§ **RECORD EXCERPTS**:
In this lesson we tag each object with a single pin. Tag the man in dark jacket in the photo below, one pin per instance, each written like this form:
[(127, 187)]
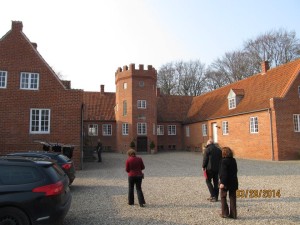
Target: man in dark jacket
[(212, 157)]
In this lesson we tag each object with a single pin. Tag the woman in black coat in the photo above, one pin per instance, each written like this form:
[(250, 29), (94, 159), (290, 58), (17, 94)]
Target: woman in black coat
[(228, 183)]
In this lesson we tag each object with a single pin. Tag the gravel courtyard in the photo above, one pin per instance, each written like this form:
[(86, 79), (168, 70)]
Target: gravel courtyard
[(175, 192)]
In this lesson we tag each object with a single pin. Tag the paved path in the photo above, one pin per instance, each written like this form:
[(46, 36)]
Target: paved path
[(175, 192)]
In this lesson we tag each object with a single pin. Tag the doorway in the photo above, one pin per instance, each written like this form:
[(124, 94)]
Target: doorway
[(142, 144)]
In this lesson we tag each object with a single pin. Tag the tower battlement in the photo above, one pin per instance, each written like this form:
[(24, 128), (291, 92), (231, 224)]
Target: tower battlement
[(131, 71), (131, 67)]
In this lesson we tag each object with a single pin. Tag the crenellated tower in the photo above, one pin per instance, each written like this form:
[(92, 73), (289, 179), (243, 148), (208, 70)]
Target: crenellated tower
[(136, 108)]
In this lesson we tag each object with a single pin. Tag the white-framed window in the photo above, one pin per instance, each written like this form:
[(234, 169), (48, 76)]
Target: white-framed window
[(106, 129), (124, 108), (125, 129), (204, 129), (232, 103), (39, 121), (142, 128), (296, 122), (93, 129), (3, 79), (141, 83), (160, 129), (141, 104), (225, 127), (187, 131), (253, 125), (29, 81), (171, 129)]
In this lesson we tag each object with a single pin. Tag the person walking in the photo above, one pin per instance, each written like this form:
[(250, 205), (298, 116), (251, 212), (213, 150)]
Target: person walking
[(211, 162), (228, 183), (134, 167), (99, 150)]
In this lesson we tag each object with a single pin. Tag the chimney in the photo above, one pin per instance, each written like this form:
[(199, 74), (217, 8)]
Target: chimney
[(34, 45), (264, 67), (102, 89), (17, 26), (157, 92)]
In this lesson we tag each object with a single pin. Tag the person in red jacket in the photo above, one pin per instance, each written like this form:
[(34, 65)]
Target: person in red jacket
[(134, 167)]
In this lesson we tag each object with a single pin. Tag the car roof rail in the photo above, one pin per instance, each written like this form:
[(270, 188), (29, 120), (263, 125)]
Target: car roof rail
[(25, 159)]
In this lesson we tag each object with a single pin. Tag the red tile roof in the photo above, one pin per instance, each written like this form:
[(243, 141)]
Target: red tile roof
[(257, 92), (99, 106), (171, 108)]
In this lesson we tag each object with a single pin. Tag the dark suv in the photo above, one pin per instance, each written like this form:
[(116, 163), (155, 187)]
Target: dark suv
[(32, 191), (63, 161)]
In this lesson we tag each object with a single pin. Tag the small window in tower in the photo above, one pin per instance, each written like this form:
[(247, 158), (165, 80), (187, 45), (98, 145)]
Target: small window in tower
[(141, 84)]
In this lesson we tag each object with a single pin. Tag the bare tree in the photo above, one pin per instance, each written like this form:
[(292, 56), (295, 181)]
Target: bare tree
[(166, 79), (182, 78), (277, 47), (230, 68)]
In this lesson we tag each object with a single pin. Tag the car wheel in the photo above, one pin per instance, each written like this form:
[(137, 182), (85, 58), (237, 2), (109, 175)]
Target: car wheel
[(13, 216)]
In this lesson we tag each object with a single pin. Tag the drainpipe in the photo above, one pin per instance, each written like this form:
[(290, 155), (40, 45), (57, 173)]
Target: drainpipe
[(271, 133)]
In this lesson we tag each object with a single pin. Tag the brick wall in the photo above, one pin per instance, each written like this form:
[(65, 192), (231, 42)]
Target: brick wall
[(141, 85), (18, 55), (288, 141)]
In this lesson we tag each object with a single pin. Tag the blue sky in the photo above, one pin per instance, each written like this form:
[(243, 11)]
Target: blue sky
[(86, 41)]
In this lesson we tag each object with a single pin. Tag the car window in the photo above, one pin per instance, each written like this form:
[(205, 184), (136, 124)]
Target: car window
[(15, 175), (63, 158), (55, 172)]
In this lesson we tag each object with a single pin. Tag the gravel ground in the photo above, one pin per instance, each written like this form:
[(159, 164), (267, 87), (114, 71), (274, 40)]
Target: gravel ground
[(175, 192)]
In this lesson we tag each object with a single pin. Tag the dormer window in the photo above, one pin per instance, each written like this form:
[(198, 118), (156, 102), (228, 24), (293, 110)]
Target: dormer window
[(3, 79), (29, 81), (234, 97)]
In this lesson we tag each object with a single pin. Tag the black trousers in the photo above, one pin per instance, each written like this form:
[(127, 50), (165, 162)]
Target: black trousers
[(231, 212), (99, 156), (137, 182), (212, 183)]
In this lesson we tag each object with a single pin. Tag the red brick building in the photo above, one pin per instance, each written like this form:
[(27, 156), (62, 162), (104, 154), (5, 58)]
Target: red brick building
[(258, 117), (35, 104)]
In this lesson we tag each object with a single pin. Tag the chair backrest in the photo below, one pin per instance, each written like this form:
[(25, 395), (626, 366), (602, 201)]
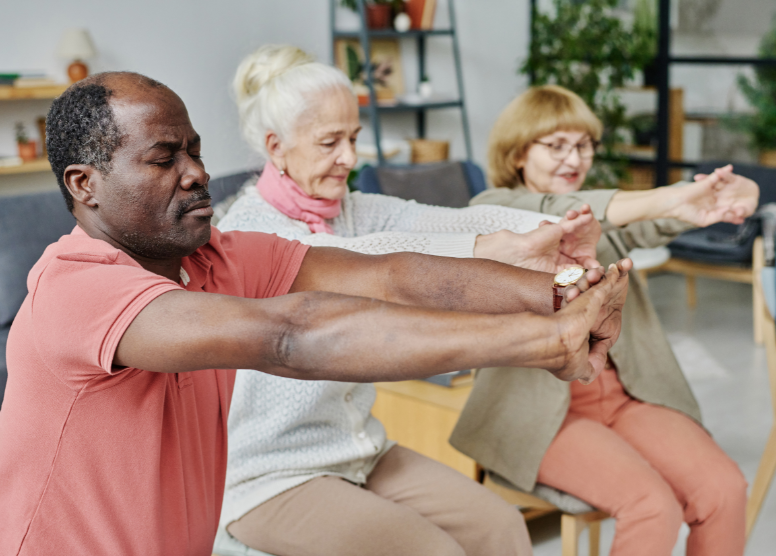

§ **SHORT TASK**: Reproduce all of the data above verbatim, but leave out the pictures.

§ **FULL ANSWER**:
In this lesson we tag each object with a single pin. Tag the man in dark jacket in the photo below, one pin per instance, each written like this form:
[(127, 187)]
Target: man in dark jacket
[(212, 157)]
In this lesson we tag each object with a single pin. Tag the woman in black coat in the photo above, one pin per instance, each written like this form:
[(250, 29), (94, 159), (290, 58), (17, 94)]
Target: woman in black coat
[(228, 183)]
In this lesson we tag each object with a single pin. Tag the gravel courtyard in the photo above, one pin per instance, each written like this form:
[(86, 79), (168, 70)]
Target: gravel courtyard
[(175, 192)]
In this lesson we tag each object with a single pin. Tag the paved path in the photo above, one pin per instance, each written like this form:
[(46, 36)]
Target: paved path
[(175, 192)]
In this lesson we tag each object with a single pin. Tag the doorway in the photo above, one pin per instance, each written like this form:
[(124, 94)]
Target: doorway
[(142, 144)]
In this lesson we tag each object with a single pin. Tag the tower battlement in the photo above, one pin per instance, each written like this form:
[(24, 128), (291, 92), (231, 224)]
Target: tower battlement
[(131, 71), (131, 67)]
In this lesson we tag each object with a single pin. Tag the crenellated tower in the photo above, one pin per instance, each written like this form:
[(92, 73), (289, 179), (243, 148), (208, 70)]
Target: crenellated tower
[(136, 108)]
In this lesson we tag each object with a single pin. Tag the white-framed window in the photo above, one pin per instance, each written like this form:
[(234, 169), (48, 76)]
Target: white-framed window
[(106, 129), (124, 108), (125, 129), (204, 129), (232, 103), (39, 121), (142, 128), (296, 122), (93, 129), (3, 79), (141, 83), (160, 129), (141, 104), (225, 127), (187, 131), (253, 125), (29, 81), (171, 129)]
In this lesson we tag each object with a single pin. Tag the person walking in the photo above, one pin per instance, each written like this form:
[(250, 205), (298, 116), (251, 212), (213, 150)]
Target: person walking
[(211, 162), (228, 183), (134, 167), (99, 150)]
In this lesson we tag each object with a single pin. Tag the chimney in the photo above, one pin per instance, each written like this form:
[(199, 74), (217, 8)]
Target: chimney
[(34, 45), (264, 67), (102, 89), (17, 26), (157, 92)]
In this lesson we tag each object with a single pin. Tag the person in red jacket in the photo above, one pin per instance, each written like this form:
[(34, 65)]
Target: person in red jacket
[(134, 167)]
In this lesson we tag each object with a single pin. Tag the car roof rail in the photo above, one pin per instance, each written like this form:
[(270, 188), (29, 120), (263, 125)]
Target: car roof rail
[(25, 159)]
In this lesson we tag each object with a single pin. Tag the red tile roof in the photo above, one pin per instance, each written like this form:
[(243, 141)]
Target: red tile roof
[(257, 92), (99, 106), (171, 108)]
In this lesson we tag each object with a single pin. Tag the dark suv in the photo above, one pin per instance, each written like this form:
[(116, 163), (155, 187)]
Target: dark suv
[(32, 191), (63, 161)]
In this lesson we tag each object with a single pin. Tag the small window in tower in the photo above, one pin per instance, each written like this form:
[(247, 158), (165, 80), (187, 45), (98, 145)]
Target: small window in tower
[(141, 84)]
In this lesson we tag each object with a single pin. Tag the bare tree in the photo above, one pin per instance, each written like this form:
[(292, 56), (295, 181)]
Target: bare tree
[(166, 79), (182, 78), (277, 47), (230, 68)]
In this lesson we tag each object with a single pin. Tag the car wheel in the photo above, one pin per instance, each written like this form:
[(137, 182), (85, 58), (237, 2), (109, 175)]
Target: car wheel
[(13, 216)]
In this lesson we tag each object with a single pin. Tag the drainpipe in the photo above, one pin per instance, each written like this form:
[(290, 155), (40, 45), (57, 173)]
Target: drainpipe
[(271, 133)]
In this lesson we tag each object with a single pin. Tag the brick wall in the photo above, one pin per instance, each written like this form:
[(65, 192), (231, 42)]
Target: brick wall
[(141, 85), (18, 55), (288, 141)]
In this lesson we tag each object with a single pin. Tag the blue sky in the photo above, one pin per instance, each written like this form:
[(243, 11)]
Target: blue sky
[(86, 41)]
In this lesson we tag each object with a single pin. Tag the car window in the photo above, one pin per instance, each written like this form:
[(205, 184), (136, 124)]
Target: car window
[(15, 175), (63, 158), (55, 172)]
In this lesson we tag each object with a single pin. Tag the gravel ground in the photo above, one pin per instance, each written like this form:
[(159, 164), (267, 87), (114, 71), (274, 40)]
Target: gravel ground
[(175, 192)]
In this lesson we tag each object with a single pin. Tag the dormer window in the photo above, one pin per instance, each written like this form:
[(198, 118), (156, 102), (228, 24), (293, 110)]
Target: dormer window
[(3, 79), (29, 81), (234, 97)]
In this lesson we tag each object with a single pin. Tag the black trousers in the photo above, one pin per instance, each written like this form:
[(127, 50), (165, 162)]
Target: black trousers
[(231, 212), (99, 156), (137, 182), (212, 183)]
In this lesson we tag each object with a single pin. Tag the red brick building in the photo above, one pin per instance, each written like this form:
[(27, 156), (62, 162), (104, 154), (5, 58)]
Target: red brick building
[(258, 117), (35, 104)]
In this lesson we tag each object with a single pin. Tag the chair backrest in the photo below, one pin per instance, each written like this form:
[(25, 395), (626, 366), (602, 201)]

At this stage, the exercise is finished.